Learning from and about Woodmere

I had the opportunity to tour the Woodmere Art Museum and to chat with its Director, Bill Valerio, on April 6. For those who have not been to the Museum, it is a lovely, spacious environment for viewing art. The grounds likewise are beautiful, and the addition of the newly-installed Dina Wind sculpture, which is pictured above, is monumental. Valerio told me that he is determined to create an environment for the Museum that integrates art and nature, and the Wind piece goes a long way towards accomplishing that goal.

I came away from our meeting April 6 with the impression that Valerio is a thoughtful and imaginative person who is dedicated to engaging the community in the arts. He seems willing to take risks. He has an eye for the overlooked, for the unexpected, and he is committed to promoting local artists who are working outside of the mainstream. When so much of the art world is focused upon celebrities and established artists, and has become international, it is not a small blessing that the Woodmere is focused upon telling the story of the art and artists of Philadelphia.

**Raw records**

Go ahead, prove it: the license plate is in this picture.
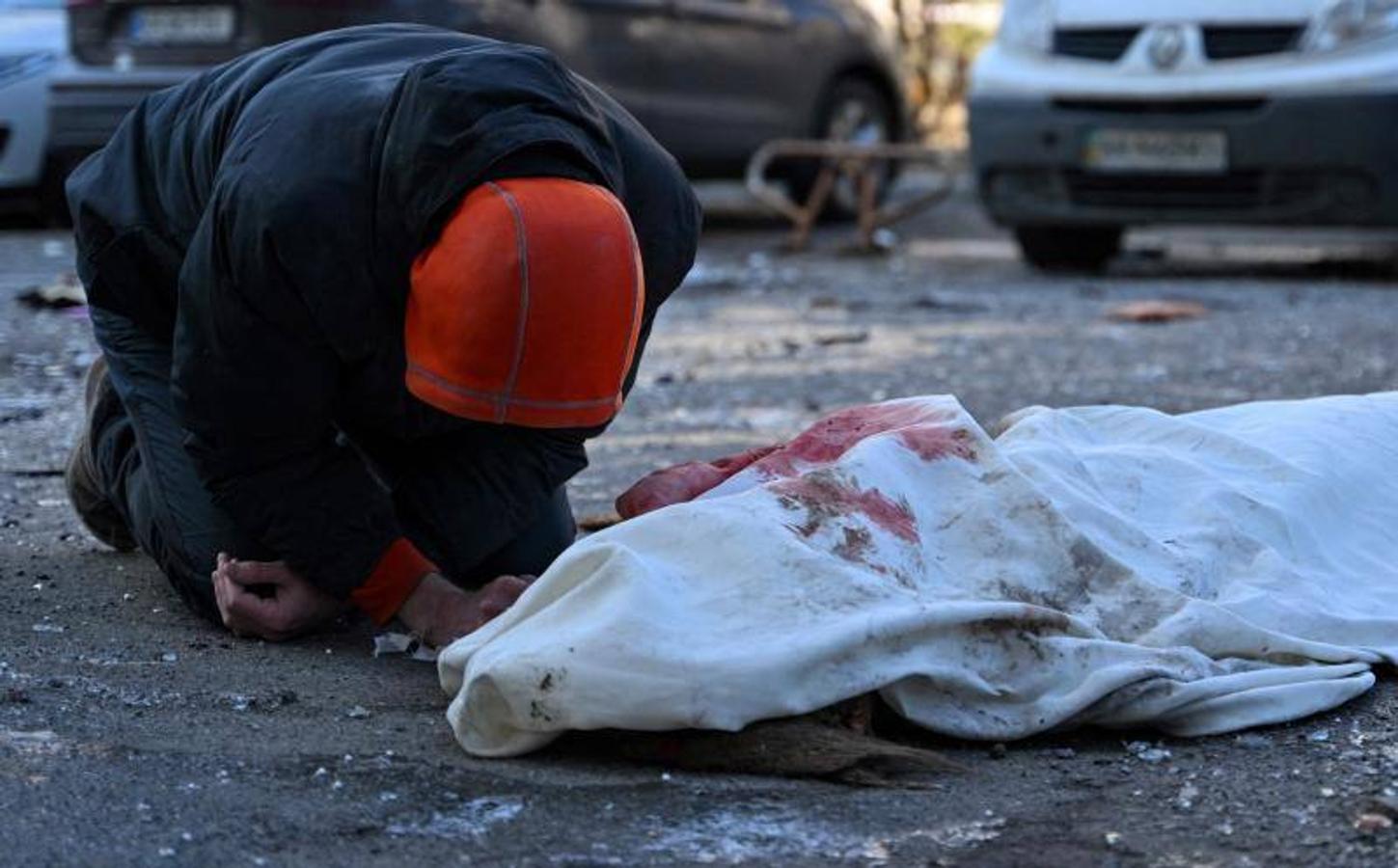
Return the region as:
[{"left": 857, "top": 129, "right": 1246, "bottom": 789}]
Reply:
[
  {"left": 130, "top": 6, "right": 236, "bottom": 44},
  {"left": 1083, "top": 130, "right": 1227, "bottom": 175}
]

* * *

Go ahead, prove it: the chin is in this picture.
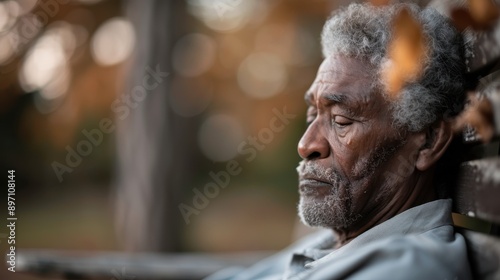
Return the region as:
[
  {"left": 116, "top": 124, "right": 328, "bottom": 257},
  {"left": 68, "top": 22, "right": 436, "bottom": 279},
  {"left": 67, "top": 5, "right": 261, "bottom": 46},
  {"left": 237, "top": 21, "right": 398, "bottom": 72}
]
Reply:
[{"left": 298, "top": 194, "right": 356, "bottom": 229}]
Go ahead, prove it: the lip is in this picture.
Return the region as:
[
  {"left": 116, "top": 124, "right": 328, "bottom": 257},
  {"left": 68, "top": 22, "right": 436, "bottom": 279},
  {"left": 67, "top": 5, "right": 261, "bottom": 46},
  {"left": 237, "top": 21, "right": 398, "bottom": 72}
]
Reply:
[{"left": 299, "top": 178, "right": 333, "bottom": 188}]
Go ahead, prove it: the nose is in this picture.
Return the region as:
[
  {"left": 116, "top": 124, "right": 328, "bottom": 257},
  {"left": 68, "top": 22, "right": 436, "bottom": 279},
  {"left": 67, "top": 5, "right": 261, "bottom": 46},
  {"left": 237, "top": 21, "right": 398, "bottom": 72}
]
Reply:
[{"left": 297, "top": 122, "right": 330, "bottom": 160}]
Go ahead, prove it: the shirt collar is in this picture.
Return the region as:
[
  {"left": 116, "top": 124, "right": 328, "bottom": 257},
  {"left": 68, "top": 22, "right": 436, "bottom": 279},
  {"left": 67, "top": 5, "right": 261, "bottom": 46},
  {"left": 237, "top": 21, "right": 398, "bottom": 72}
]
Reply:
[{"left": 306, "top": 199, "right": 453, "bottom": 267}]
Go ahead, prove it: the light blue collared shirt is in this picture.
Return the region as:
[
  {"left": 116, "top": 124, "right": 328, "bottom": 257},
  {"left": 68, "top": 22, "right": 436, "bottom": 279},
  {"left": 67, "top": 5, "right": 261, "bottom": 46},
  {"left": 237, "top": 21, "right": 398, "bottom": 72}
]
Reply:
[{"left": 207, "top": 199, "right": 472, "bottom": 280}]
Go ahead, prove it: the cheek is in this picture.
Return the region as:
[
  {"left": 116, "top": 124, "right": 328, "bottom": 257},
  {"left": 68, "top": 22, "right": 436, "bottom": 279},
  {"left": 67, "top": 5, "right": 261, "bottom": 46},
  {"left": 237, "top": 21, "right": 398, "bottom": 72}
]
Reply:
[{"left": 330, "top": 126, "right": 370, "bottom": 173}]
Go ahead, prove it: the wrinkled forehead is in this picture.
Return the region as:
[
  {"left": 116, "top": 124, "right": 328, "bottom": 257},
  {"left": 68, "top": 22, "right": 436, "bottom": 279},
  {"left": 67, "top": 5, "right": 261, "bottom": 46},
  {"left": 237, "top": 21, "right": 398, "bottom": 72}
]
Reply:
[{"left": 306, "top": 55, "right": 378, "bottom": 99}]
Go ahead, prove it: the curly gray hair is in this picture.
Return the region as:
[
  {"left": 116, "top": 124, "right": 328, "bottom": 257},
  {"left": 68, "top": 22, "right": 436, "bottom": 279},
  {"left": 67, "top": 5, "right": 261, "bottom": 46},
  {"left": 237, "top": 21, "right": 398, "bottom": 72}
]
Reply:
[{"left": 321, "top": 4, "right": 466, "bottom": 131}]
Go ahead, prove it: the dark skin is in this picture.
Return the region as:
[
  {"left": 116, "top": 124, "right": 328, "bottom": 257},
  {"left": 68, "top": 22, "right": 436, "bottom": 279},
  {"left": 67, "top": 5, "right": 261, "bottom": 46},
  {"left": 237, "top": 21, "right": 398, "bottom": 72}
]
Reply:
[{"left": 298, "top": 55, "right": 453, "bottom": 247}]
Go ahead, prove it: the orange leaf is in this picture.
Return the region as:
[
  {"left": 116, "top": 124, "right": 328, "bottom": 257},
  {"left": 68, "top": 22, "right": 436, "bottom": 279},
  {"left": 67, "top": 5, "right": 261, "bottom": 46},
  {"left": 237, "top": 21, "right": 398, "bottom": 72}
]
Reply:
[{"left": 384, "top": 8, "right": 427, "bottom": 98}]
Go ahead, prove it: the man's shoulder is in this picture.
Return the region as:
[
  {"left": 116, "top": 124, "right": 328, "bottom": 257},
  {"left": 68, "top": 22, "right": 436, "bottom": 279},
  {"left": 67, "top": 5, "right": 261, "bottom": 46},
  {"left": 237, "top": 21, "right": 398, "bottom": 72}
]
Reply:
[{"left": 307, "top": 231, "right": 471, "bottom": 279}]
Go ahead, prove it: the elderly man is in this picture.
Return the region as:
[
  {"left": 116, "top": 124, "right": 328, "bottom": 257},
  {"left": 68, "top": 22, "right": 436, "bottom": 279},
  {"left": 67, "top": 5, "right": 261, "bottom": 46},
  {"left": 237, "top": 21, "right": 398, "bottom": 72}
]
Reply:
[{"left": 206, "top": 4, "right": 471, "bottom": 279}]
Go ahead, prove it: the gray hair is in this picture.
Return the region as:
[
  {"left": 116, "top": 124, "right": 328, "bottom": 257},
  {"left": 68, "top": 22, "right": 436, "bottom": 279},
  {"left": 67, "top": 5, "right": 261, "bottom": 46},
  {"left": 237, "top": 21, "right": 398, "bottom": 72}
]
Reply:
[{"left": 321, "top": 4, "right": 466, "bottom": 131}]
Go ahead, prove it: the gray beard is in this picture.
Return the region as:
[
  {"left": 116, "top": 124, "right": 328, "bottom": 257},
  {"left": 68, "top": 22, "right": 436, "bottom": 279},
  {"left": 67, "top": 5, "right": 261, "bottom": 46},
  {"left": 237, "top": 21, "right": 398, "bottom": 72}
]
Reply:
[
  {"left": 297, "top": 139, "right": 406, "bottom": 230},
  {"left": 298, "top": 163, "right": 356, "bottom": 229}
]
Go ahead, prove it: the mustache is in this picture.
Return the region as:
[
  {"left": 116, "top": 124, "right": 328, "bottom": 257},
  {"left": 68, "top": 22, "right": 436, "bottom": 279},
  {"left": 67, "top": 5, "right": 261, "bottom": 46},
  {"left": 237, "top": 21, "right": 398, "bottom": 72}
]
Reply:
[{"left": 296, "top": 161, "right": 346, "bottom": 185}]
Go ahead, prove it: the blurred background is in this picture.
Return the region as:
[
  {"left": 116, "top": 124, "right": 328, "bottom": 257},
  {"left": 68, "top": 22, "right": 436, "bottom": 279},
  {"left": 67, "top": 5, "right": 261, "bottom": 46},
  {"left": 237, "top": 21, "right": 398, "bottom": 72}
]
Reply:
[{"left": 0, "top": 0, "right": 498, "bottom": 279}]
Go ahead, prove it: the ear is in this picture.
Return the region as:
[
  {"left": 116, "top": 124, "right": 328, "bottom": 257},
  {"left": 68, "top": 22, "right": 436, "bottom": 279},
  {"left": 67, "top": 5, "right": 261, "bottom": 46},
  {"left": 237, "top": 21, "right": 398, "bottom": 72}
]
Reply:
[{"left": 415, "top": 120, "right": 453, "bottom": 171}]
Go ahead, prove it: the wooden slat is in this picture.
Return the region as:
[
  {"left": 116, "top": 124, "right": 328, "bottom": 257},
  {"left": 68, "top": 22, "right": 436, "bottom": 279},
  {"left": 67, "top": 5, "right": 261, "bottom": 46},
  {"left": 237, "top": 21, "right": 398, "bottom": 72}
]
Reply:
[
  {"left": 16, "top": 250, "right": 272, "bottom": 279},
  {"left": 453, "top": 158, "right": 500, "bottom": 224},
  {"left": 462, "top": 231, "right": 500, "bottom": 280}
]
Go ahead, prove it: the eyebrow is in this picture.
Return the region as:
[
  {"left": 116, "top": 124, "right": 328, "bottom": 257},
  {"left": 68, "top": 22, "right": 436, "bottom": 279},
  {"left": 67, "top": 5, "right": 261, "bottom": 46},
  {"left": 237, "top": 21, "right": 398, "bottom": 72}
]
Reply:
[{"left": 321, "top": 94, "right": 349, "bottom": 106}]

**What you need to do**
a: Rewrite the Woodmere piece starting at "Learning from and" and ending at "accomplishing that goal.", using "pleasant" in place of "lovely".
b: Write the next part of the Woodmere piece, picking up after its final sentence.
The listing above comes from a separate source, not from the Woodmere piece.

**Results of the tasks**
a:
Learning from and about Woodmere

I had the opportunity to tour the Woodmere Art Museum and to chat with its Director, Bill Valerio, on April 6. For those who have not been to the Museum, it is a pleasant, spacious environment for viewing art. The grounds likewise are beautiful, and the addition of the newly-installed Dina Wind sculpture, which is pictured above, is monumental. Valerio told me that he is determined to create an environment for the Museum that integrates art and nature, and the Wind piece goes a long way towards accomplishing that goal.

b:
But before going further, let’s back up for a glimpse of the history of the Museum.

The legacy of Charles Knox Smith

The progenitor of the Woodmere Art Museum, Charles Knox Smith, a businessman, art collector, and God-fearing Presbyterian, was born in 1845 and died in 1916. Smith began his working life as an oil wagon driver and he worked his way up to become a partner in the company. It was the era of John D. Rockefeller and the Standard Oil Company. Smith later acquired an interest in a venture called Amparo Mining, which mined gold and silver in Mexico. In 1898, he bought the mansion on Germantown Avenue for $35,000, which is now the Museum, and he lived there for the remainder of his life. Smith may have begun collecting art under the influence of Albert Rosenthal, a painter, etcher, and lithographer who studied at the Pennsylvania Academy of Fine Arts, and over the years the self-made man amassed a substantial collection consisting primarily of works by lesser-known American and European artists of the 19th century.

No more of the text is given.